### Exercise material:
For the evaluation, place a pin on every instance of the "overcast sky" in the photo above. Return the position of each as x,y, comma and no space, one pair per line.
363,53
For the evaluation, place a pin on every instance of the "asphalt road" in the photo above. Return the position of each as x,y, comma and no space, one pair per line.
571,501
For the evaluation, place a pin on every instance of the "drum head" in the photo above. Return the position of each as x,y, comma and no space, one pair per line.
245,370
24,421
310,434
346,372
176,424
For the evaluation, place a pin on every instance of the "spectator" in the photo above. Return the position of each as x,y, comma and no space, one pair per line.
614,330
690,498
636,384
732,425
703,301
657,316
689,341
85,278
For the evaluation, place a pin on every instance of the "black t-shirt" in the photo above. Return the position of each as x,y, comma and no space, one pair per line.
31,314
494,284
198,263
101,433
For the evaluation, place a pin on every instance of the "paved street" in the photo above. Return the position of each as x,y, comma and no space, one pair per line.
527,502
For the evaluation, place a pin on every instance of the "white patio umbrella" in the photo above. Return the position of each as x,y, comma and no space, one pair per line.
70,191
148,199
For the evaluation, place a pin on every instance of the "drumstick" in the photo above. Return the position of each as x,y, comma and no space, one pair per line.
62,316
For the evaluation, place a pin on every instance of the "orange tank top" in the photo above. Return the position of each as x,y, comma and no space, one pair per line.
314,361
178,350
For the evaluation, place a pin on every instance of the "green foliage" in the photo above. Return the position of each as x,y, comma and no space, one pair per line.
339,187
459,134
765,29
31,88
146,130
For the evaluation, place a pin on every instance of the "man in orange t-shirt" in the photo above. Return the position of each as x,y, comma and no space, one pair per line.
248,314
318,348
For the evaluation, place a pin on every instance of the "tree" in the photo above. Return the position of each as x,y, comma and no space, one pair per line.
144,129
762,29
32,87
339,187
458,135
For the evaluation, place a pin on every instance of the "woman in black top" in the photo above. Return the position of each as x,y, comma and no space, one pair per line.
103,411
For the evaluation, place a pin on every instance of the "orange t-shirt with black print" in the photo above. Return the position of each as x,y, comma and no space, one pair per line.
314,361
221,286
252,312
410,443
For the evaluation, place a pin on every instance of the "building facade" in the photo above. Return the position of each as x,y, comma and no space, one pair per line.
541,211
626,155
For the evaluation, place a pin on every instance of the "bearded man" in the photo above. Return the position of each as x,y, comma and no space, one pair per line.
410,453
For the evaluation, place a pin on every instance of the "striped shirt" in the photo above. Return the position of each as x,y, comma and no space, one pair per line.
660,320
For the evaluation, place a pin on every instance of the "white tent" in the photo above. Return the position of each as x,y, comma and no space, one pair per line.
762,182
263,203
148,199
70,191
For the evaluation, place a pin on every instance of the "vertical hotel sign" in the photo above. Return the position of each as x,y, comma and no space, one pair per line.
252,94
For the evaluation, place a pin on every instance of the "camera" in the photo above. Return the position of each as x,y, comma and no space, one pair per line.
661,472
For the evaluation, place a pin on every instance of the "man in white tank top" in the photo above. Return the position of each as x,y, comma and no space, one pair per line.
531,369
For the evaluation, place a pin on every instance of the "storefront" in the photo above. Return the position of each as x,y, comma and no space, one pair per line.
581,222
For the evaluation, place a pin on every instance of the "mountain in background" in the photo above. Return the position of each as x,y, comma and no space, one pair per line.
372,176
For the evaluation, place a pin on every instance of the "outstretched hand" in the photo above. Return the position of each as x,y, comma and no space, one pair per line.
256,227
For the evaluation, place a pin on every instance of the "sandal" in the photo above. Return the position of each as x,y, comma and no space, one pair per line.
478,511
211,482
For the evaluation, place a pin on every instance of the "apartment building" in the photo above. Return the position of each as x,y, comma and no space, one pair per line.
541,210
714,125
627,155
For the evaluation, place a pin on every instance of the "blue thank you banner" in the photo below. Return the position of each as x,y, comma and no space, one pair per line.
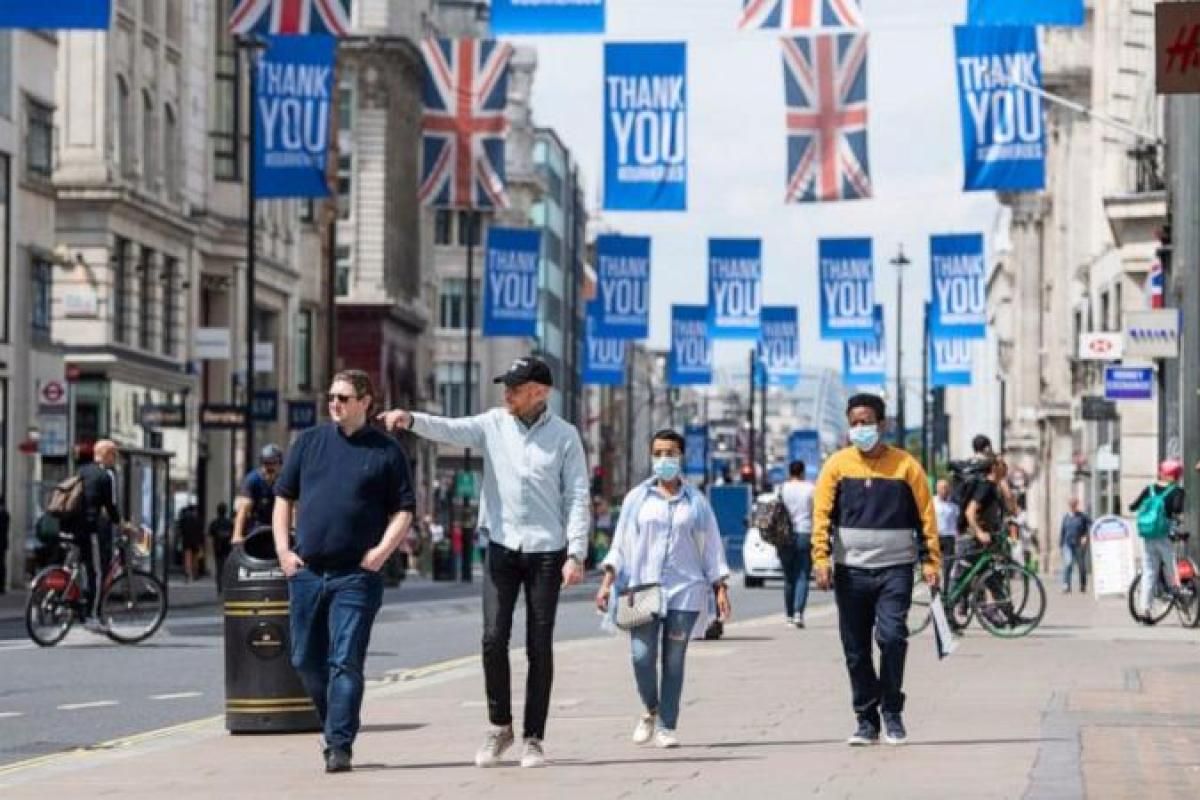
695,457
847,288
646,126
691,353
1003,133
781,344
604,358
949,361
293,97
547,17
510,284
958,287
864,362
55,14
1025,12
623,287
735,288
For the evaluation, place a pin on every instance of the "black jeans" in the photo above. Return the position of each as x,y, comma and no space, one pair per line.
504,575
880,600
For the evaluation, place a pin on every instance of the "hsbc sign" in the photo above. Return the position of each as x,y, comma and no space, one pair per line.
1101,347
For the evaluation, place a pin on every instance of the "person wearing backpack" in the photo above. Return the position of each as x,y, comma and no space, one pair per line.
796,495
1157,506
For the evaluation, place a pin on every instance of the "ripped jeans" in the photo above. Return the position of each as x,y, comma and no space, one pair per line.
675,632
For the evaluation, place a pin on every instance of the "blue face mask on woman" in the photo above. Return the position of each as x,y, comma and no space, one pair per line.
666,468
864,437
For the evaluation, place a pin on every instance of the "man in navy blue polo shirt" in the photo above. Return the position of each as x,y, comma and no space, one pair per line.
352,489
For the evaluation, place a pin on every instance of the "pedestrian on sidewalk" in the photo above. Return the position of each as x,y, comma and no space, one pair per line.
947,512
351,487
877,499
1157,507
796,494
534,513
1073,543
666,535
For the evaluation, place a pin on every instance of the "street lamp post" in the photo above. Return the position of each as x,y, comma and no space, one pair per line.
900,262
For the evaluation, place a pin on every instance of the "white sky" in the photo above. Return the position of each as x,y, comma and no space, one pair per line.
737,156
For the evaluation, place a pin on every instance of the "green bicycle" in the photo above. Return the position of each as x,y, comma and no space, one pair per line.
1007,597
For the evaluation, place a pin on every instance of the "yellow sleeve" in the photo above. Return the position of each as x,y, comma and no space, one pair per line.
919,485
823,497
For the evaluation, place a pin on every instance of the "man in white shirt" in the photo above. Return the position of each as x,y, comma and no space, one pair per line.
947,513
796,493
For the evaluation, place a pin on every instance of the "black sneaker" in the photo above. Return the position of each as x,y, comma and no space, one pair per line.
337,761
868,733
893,729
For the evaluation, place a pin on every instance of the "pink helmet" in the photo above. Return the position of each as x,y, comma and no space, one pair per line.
1171,469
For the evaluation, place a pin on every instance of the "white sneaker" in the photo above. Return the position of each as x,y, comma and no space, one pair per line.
497,741
666,739
645,729
533,756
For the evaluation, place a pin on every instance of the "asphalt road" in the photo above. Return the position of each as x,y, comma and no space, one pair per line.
88,691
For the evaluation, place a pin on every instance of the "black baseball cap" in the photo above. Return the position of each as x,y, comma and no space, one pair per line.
527,370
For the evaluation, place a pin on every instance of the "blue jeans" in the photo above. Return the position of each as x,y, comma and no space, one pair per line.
797,564
676,632
874,600
330,618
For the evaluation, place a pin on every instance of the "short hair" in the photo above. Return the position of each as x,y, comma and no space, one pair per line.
873,402
670,434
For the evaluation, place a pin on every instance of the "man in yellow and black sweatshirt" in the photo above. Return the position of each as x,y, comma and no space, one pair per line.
874,503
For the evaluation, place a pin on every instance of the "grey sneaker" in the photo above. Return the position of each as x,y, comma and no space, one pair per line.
498,740
533,756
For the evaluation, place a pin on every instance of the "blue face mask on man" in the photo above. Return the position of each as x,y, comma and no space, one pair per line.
864,437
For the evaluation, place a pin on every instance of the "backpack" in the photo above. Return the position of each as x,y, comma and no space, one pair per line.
66,499
1152,519
774,523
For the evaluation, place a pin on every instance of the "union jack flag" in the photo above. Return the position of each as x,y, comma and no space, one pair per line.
825,77
331,17
463,124
801,13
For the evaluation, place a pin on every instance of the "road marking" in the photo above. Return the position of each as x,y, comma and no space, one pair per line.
95,704
177,696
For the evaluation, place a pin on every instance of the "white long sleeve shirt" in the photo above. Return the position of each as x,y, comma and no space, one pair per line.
535,497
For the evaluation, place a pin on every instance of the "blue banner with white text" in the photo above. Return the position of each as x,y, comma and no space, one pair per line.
604,358
781,346
55,14
949,362
691,352
623,287
547,17
293,97
1003,132
958,287
735,288
510,282
847,288
1025,12
646,126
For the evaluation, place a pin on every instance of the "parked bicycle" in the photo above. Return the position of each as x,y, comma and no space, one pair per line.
1186,601
132,602
1007,597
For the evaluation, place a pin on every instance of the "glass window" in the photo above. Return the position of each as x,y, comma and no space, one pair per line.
39,139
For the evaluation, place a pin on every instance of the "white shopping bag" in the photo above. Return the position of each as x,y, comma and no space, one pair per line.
943,637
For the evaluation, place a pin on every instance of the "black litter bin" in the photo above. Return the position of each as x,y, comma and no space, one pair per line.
263,692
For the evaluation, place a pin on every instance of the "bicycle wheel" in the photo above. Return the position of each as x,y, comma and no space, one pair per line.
1008,600
48,613
1159,605
133,607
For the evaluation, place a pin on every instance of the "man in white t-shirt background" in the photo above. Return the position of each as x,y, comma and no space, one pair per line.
797,497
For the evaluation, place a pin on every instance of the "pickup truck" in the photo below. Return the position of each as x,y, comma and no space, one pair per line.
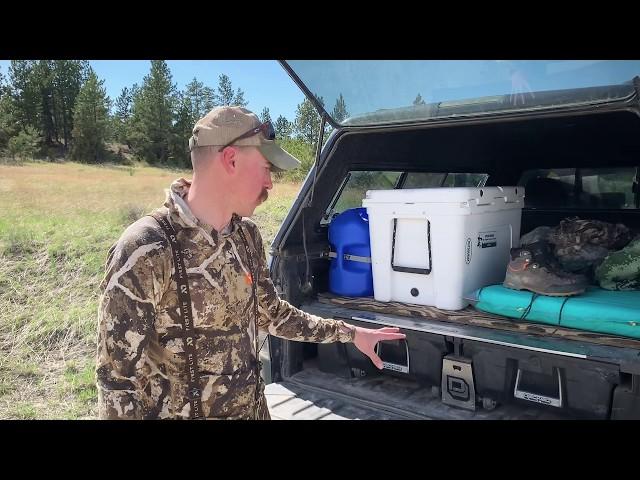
413,124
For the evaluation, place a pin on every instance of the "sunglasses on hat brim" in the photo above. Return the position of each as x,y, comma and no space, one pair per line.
265,128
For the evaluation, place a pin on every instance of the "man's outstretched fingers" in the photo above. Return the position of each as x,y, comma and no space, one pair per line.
391,336
377,361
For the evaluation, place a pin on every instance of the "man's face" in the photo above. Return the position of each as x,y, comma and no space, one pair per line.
254,180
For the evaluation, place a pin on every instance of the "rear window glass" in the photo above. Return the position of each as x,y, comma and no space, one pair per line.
581,188
354,188
425,180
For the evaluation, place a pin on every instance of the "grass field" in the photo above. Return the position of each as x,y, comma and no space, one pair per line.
56,225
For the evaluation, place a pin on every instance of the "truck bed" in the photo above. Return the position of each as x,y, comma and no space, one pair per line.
315,395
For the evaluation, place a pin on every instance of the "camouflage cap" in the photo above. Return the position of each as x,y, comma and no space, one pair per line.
224,124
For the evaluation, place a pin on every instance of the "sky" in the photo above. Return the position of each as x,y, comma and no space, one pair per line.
264,82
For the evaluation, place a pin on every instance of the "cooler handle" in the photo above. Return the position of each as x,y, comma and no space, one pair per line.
420,271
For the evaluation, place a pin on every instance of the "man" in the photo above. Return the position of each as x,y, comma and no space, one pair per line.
145,368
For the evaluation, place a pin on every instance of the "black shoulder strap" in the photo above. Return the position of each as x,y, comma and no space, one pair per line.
194,391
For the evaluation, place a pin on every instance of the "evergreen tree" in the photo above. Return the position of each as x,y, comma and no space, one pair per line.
307,122
224,95
152,115
265,116
90,121
340,112
283,128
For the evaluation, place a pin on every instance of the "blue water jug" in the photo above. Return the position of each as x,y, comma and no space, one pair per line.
349,236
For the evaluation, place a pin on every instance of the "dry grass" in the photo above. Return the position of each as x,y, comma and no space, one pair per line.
57,223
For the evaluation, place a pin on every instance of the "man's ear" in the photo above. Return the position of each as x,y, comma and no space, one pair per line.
229,159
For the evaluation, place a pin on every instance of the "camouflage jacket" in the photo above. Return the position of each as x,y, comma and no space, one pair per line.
140,365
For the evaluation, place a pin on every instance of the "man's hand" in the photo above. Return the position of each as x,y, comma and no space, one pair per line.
366,339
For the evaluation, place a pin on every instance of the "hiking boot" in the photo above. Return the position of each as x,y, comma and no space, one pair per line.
534,268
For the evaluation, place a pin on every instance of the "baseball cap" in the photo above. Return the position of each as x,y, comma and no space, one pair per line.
225,124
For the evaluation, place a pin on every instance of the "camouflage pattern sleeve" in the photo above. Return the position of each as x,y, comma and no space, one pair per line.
129,381
282,319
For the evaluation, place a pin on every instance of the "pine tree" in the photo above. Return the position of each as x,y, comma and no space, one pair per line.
283,128
201,97
90,121
239,100
265,116
67,78
122,115
224,95
152,114
307,122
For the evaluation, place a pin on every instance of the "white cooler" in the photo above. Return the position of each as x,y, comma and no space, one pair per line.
434,246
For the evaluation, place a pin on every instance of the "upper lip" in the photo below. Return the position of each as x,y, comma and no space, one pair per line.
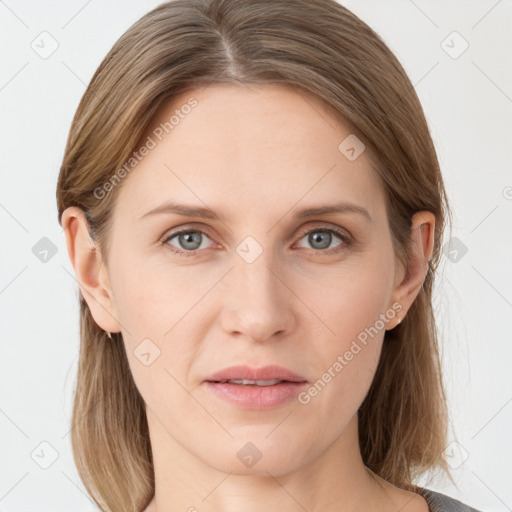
251,373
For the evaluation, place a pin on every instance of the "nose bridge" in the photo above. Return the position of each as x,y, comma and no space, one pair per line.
258,305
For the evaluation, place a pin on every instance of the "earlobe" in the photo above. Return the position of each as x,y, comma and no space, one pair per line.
422,236
89,268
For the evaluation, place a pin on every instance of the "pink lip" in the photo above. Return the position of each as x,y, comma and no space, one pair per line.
249,373
253,396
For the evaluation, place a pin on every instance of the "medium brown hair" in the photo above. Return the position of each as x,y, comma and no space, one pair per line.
325,50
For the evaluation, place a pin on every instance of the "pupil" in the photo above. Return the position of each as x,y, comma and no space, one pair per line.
190,238
317,237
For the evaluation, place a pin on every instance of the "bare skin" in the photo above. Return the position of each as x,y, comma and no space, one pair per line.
254,156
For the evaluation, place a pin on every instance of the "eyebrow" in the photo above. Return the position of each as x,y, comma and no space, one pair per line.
206,213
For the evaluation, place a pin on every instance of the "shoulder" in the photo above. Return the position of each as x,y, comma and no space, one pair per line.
438,502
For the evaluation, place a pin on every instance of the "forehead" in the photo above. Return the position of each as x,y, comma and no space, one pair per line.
262,149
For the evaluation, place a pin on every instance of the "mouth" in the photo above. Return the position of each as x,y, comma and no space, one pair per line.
256,389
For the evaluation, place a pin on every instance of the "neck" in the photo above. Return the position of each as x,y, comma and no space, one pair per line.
336,480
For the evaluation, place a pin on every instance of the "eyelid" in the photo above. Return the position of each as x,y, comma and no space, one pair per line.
341,232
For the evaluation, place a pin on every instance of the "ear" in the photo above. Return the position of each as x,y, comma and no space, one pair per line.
90,271
409,280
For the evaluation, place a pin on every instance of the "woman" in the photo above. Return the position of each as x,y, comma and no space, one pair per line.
254,210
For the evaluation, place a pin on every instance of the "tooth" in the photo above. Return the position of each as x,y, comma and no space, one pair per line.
255,382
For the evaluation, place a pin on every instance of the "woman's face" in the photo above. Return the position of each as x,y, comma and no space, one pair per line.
259,281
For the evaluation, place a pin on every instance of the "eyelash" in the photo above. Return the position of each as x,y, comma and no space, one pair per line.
347,241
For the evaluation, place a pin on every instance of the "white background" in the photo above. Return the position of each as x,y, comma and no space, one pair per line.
468,103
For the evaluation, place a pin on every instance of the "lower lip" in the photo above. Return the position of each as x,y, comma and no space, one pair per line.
256,397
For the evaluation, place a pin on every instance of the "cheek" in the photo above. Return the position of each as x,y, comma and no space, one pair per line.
348,343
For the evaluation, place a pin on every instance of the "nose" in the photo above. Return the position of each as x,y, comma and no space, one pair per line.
258,301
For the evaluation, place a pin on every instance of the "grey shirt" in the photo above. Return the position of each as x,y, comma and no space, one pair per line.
438,502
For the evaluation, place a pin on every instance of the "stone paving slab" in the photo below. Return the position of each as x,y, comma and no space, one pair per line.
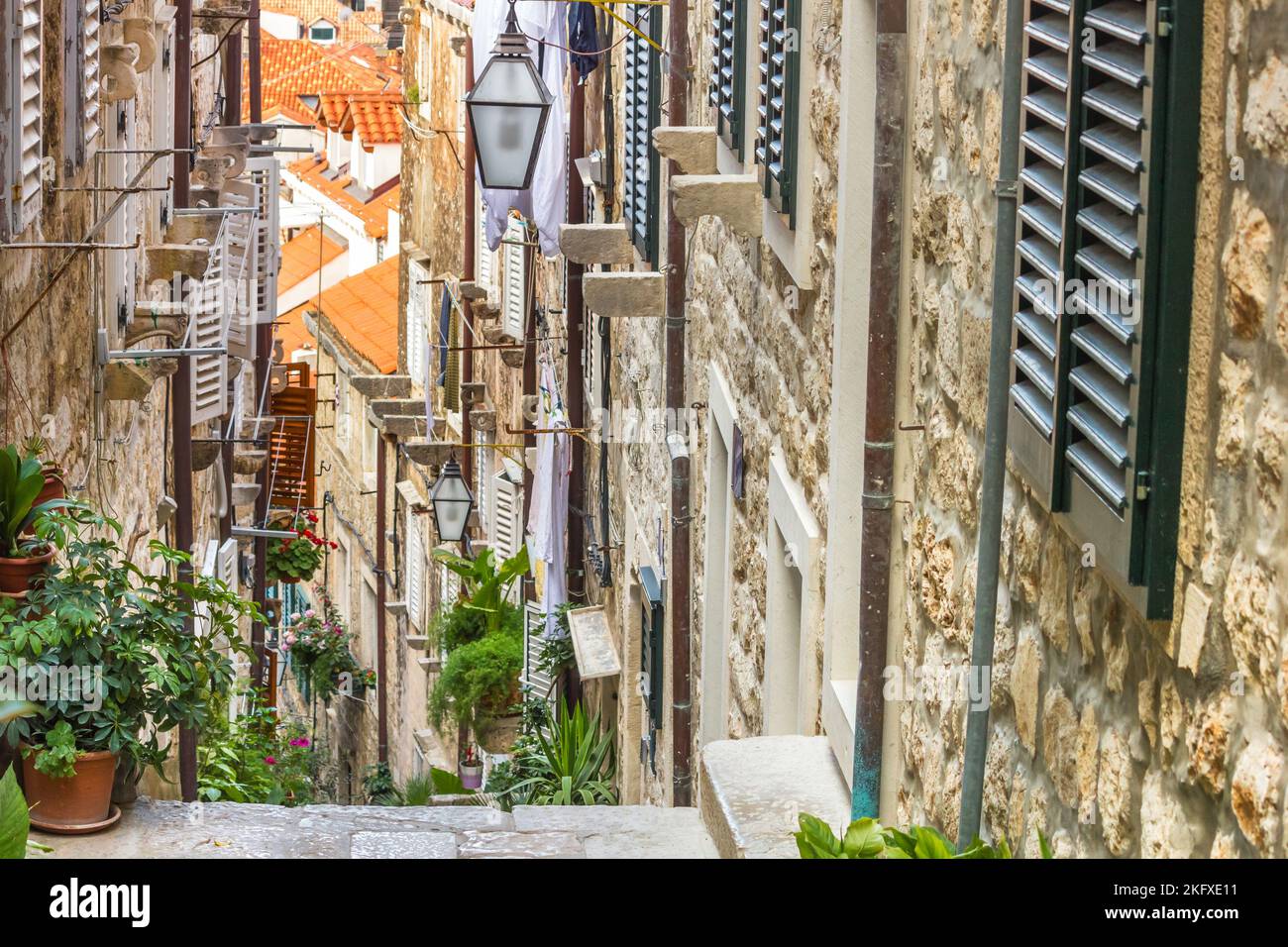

### Goal:
Select and copy every line of the entries above that contains the word "nose", treating uppercase and lowercase letters as different.

### Result for this exercise:
For the evaluation, place a pin on every instance of the "nose bridge" in the photo above. Return the position of each as x,y, comma and no space, one pair per line.
For the evaluation, place a pin on every instance of the "nose" in the photo above. Return the position of each as x,y, comma and no space, one pair per line.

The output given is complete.